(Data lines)
========================
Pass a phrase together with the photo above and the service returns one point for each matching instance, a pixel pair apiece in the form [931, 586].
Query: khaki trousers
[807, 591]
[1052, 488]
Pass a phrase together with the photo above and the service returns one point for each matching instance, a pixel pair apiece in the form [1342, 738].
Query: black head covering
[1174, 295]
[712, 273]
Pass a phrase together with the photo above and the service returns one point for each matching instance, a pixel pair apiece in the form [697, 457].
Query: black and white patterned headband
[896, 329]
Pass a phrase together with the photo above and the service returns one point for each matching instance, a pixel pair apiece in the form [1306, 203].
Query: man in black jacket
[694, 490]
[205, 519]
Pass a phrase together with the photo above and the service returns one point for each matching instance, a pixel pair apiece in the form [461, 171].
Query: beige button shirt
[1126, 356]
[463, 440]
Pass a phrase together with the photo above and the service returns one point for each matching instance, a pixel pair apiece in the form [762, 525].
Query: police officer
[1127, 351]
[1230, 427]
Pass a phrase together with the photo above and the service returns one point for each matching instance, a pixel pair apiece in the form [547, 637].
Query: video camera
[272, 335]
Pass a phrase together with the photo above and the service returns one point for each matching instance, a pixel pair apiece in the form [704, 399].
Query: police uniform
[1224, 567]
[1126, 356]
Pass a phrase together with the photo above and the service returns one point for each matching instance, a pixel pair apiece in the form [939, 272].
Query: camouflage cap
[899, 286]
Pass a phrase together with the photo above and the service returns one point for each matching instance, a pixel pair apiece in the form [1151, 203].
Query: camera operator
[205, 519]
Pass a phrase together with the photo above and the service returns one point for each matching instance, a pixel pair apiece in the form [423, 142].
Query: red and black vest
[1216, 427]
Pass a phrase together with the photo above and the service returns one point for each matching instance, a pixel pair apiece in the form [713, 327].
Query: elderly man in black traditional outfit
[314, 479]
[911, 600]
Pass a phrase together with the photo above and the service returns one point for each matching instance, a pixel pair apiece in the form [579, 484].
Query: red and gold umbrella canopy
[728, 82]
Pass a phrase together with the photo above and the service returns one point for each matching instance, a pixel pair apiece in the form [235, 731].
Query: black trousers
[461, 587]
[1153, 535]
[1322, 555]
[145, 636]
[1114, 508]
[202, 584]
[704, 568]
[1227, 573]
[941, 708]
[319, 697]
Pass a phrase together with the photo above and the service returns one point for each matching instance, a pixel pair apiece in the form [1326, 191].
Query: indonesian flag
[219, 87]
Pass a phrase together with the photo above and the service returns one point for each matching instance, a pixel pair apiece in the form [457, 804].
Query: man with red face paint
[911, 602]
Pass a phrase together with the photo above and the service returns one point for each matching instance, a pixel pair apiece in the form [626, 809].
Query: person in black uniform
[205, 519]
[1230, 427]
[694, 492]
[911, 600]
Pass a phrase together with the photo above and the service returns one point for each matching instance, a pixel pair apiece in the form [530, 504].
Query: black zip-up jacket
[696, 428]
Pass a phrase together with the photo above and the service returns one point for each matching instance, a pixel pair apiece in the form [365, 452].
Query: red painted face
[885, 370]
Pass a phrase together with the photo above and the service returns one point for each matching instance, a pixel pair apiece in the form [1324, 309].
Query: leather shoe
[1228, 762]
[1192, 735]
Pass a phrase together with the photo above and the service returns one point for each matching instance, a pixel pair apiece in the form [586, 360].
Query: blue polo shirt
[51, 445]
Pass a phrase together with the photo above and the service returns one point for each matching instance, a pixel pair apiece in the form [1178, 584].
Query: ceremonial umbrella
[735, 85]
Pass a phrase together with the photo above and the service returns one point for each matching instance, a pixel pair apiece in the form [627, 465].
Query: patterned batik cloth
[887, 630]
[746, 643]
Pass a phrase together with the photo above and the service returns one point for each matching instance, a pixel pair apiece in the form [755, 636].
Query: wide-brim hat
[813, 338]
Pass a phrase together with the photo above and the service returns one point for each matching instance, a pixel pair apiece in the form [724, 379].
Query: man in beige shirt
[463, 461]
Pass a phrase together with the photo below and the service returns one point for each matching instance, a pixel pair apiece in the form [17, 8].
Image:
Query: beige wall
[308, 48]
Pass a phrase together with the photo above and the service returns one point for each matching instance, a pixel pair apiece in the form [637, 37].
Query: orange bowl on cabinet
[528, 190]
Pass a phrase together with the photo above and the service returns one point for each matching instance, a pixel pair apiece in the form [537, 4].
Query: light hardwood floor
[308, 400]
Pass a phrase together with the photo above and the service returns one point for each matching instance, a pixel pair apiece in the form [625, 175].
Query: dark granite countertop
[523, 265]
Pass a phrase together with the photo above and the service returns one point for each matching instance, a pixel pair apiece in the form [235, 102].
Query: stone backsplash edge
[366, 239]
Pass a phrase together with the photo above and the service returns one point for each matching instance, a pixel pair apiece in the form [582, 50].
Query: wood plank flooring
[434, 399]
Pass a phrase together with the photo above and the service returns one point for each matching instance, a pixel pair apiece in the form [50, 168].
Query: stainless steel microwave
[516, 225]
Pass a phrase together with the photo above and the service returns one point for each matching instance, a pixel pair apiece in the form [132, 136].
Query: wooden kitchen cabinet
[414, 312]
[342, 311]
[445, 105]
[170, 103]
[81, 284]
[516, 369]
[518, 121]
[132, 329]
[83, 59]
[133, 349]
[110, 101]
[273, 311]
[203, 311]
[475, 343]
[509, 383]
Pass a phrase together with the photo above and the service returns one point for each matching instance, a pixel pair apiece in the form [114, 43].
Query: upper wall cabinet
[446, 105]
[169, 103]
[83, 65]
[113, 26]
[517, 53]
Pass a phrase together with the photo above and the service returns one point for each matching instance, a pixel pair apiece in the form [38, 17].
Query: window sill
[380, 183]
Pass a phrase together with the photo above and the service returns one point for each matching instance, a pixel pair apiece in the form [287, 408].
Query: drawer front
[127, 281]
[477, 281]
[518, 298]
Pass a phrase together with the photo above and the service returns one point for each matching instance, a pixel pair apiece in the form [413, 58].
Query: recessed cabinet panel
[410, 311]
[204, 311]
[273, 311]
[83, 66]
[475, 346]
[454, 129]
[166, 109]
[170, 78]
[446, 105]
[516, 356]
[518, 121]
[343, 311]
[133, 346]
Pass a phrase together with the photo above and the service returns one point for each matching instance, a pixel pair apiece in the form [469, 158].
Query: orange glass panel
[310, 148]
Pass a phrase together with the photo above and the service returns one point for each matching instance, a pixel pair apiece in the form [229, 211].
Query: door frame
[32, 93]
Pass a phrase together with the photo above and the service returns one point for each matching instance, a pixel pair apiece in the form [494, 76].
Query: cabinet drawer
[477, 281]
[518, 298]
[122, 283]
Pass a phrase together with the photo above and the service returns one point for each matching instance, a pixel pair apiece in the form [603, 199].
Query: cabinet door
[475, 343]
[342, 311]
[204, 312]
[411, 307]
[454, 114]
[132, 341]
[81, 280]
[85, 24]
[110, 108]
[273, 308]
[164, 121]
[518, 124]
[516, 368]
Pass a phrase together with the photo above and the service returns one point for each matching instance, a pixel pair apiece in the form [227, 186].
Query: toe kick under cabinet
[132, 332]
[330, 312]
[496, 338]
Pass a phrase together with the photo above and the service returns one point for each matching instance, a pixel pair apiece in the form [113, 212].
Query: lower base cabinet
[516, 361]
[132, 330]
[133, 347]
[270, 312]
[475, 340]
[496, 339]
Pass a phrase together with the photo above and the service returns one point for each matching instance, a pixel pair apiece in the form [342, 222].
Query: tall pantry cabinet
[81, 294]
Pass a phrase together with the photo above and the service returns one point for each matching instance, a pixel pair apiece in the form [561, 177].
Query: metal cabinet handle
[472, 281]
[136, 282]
========================
▸ **What the task requires**: Convert the data, from its first line through the line containing "[1052, 488]", into a JSON list of strings with one string per line and blank lines omitted.

▸ **Written answer**:
[
  "Pass a phrase together with the photo above and the service returns one point for each matching instance, a pixel pair apiece in the form [931, 586].",
  "Query: khaki trousers",
  "[807, 591]",
  "[1052, 488]"
]